--- Available data Enclosed Below ---

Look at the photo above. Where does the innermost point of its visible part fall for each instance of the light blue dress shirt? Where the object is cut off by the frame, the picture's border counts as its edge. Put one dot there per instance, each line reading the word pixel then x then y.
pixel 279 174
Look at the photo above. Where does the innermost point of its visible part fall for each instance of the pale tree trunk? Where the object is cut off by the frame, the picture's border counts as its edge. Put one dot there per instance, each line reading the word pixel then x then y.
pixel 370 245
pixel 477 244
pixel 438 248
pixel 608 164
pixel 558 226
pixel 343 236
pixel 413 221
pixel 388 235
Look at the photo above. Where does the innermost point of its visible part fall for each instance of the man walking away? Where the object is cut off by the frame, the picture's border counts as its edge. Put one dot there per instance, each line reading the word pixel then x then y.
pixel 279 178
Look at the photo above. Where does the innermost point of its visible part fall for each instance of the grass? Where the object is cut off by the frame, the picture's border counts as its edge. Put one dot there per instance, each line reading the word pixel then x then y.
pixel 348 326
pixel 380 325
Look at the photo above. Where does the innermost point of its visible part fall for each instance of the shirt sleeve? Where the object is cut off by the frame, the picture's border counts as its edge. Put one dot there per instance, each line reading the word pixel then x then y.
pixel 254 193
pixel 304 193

--- End of Enclosed Available data ---

Whatever appears in the records must be returned exactly.

Look at the photo above. Where does the innermost point of its visible part fall for each instance of the light blue dress shirt? Where the object is cut off by the frame, the picture's border counts as its edge. Put one dot there per instance, each line reading the word pixel then x then y.
pixel 279 174
Look at the photo above. Where does the innermost point of its visible part fall for each instance of the pale tree trunk? Where the object is cut off by the frame, the picture's border counts as its edge. Put one dot there per instance, each line reading the word pixel then x then y.
pixel 370 245
pixel 477 244
pixel 438 248
pixel 608 164
pixel 558 226
pixel 343 236
pixel 413 221
pixel 388 235
Look at the photo above. Where does the innermost point of its visible part fall for each instance of the man walking away? Where the object is cut off by the frame, the picture's border counts as its edge. Put one dot there per instance, each line reading the word pixel then x then y.
pixel 279 178
Look at the photo above. Where does the innermost point of its visible part fall for each instance of the grass? Where the object is cut off by the frame, the picture's border counts as its edge. Put one dot there per instance, each line reading the word pixel then x then y.
pixel 348 326
pixel 380 325
Look at the photo above. Where does the innermost point of its visible part fall for each instance of the shirt sleeve? Where the object is cut off by the frame, the picture's border counts as its edge. Put one dot there per instance, each line reading the word pixel then x then y.
pixel 254 193
pixel 304 193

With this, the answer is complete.